David pushes on a .50 kg bottle of water with a force of 3.5 N (R). The coefficient of friction between the bottle and the desk is .20. Using the dynamics worksheet format below, find the acceleration of the bottle and how far it travels in 3.0 s if it starts from rest.

## Homework Equations

Not sure which ones to use:
-> Fnet=Fa-Ff
-> Fa = 3.5 N (E)
-> Ff= coefficient of friction*Fg
-> Fg= mg

Forces acting on bottle: Fg, Fn, Ff, Fa

## The Attempt at a Solution

Fa=3.5N
coefficient of friction=.20
a=?
t=3.0s
V2=?
V1= 0m/s^2
Don't forget Newton's 2nd law in your relevant equations (F_net =ma). Then you can solve for the acceleration. Also, how about then using the kinematic equation of motion that relates distance with time and acceleration?

→ RECORD EXTRACTS
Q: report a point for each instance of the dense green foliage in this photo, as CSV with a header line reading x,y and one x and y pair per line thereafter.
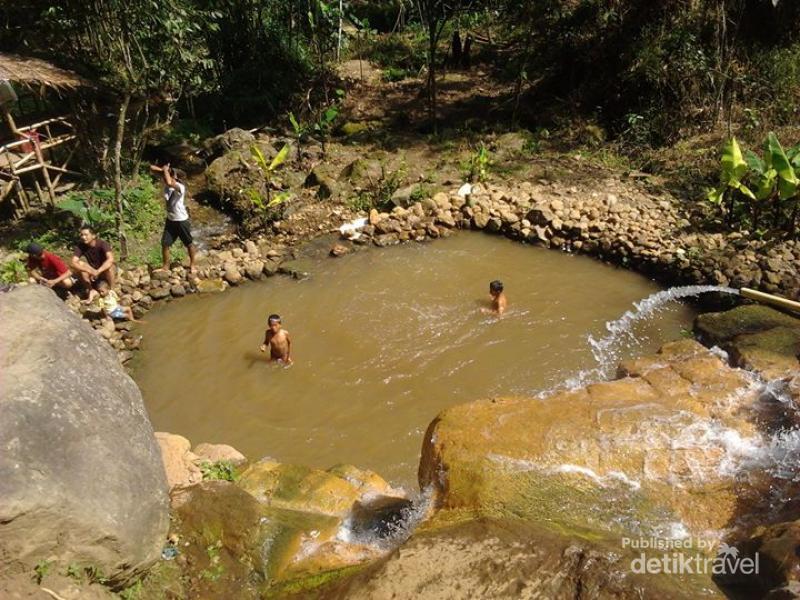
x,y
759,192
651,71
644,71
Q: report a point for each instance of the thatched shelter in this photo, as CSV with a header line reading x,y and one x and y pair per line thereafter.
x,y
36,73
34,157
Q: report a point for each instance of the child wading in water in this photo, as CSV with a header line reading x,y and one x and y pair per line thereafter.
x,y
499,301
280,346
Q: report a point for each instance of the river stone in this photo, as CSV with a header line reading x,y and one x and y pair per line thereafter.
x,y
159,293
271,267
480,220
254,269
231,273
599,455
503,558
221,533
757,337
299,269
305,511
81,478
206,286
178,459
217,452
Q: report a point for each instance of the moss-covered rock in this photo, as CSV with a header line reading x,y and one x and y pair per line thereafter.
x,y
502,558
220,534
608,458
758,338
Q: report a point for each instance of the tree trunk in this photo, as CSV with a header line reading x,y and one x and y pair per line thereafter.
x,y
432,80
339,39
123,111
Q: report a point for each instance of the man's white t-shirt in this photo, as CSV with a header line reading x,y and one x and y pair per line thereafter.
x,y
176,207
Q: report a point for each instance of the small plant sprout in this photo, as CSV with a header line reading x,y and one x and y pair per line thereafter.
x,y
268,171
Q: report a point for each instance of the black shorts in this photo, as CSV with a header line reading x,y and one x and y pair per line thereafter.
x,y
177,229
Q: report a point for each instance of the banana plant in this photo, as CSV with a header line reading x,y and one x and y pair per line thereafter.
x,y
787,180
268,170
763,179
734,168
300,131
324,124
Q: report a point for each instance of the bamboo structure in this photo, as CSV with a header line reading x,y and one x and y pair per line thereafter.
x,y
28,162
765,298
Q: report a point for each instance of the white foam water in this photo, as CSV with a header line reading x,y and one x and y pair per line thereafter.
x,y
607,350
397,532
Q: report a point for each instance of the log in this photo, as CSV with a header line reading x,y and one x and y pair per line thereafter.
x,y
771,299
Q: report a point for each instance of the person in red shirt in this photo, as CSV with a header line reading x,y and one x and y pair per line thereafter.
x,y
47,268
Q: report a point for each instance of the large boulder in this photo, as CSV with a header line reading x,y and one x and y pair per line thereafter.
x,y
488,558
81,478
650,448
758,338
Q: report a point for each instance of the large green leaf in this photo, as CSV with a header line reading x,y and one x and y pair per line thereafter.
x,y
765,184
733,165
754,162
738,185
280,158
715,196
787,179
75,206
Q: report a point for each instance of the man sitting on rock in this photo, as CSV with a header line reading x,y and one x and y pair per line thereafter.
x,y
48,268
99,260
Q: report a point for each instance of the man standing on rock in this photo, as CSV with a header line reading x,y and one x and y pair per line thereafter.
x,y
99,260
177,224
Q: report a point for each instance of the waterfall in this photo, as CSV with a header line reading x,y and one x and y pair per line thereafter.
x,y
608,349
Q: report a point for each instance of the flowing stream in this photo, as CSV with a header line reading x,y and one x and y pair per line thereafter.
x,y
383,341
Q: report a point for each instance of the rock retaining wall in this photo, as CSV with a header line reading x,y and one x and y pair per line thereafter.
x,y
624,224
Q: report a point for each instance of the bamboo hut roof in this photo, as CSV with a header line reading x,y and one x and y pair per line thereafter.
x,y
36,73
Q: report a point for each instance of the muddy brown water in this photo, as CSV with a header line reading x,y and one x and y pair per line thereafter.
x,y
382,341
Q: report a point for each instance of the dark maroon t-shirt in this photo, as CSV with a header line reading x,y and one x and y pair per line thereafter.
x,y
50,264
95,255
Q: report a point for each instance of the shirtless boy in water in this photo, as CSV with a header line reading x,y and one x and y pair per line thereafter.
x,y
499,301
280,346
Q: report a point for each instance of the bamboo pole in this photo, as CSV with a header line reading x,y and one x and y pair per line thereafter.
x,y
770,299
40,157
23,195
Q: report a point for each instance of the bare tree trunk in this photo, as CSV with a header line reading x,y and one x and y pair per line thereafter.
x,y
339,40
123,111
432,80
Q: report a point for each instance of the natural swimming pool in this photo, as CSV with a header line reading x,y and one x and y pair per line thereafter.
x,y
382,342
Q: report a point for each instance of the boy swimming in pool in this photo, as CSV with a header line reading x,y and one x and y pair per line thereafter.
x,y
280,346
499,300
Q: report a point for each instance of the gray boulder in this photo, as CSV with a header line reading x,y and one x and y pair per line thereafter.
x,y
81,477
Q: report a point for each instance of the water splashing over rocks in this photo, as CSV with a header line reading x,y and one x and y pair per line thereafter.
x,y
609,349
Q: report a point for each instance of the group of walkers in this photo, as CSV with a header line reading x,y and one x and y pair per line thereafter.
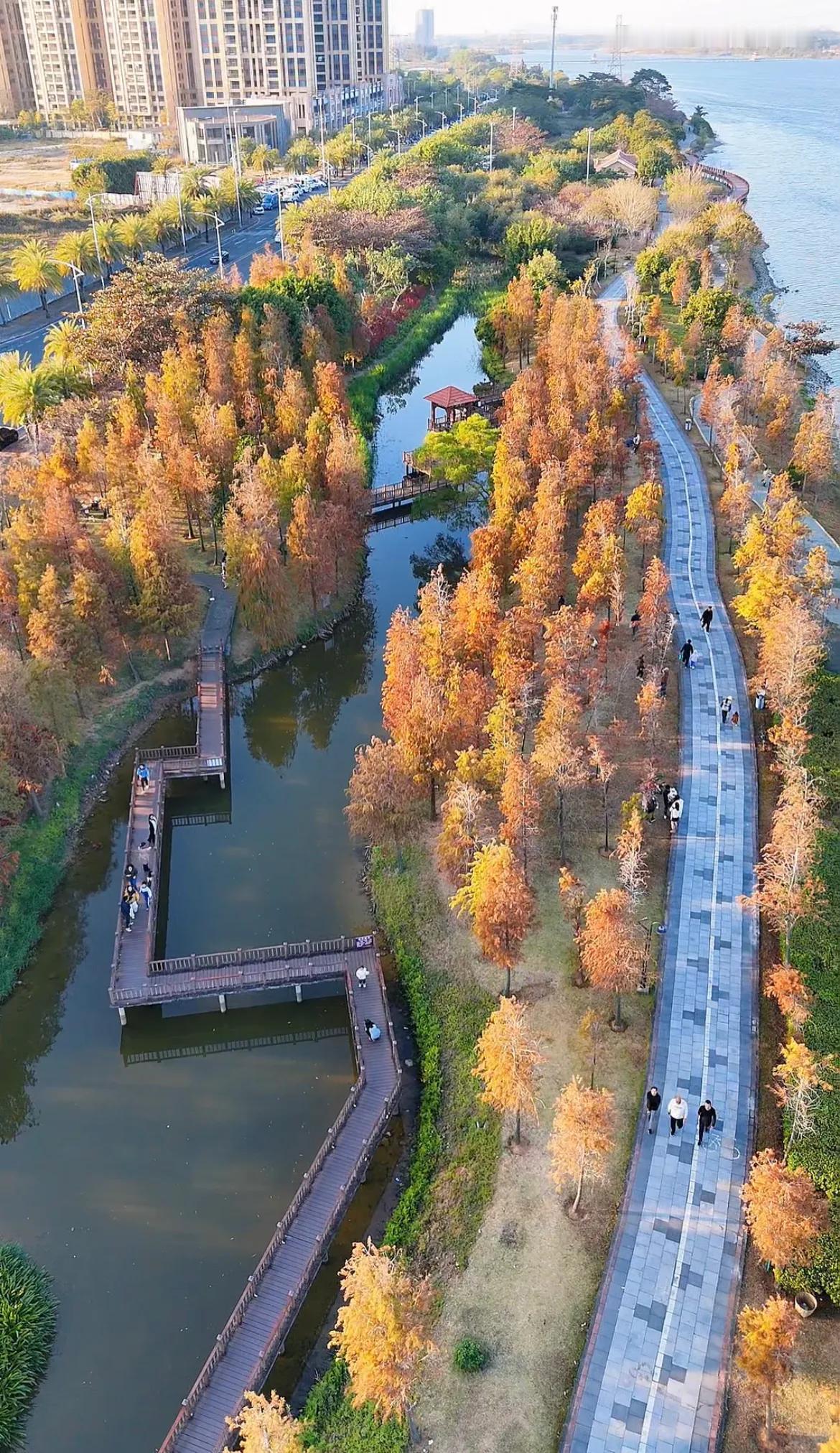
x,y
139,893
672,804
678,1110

→ CHALLENGES
1. The friction homework thread lists the forces acting on the bottle. Name every one of those forces, using the abbreviations the thread gives.
2. Carry on the friction homework thread from the point where its last sentence ends.

→ OUTPUTS FOR THE TASKS
1. Fg, Fn, Ff, Fa

2.
Using Ff = uFN, find force of friction. So Ff = (0.20)(0.50)(9.8) = 0.98 N
Find the net force by subtracting 0.98 N from 3.5 N = 2.52 N.
Then using F=ma, find a. 2.52/0.50 = 5.04 m/s^2

Using d= vit + 0.5 at^2, you can find d.

so d = (0)(3) + (0.5)(5.04)(3^2) = 22.68 m.

This this right

PhanthomJay Looks real good!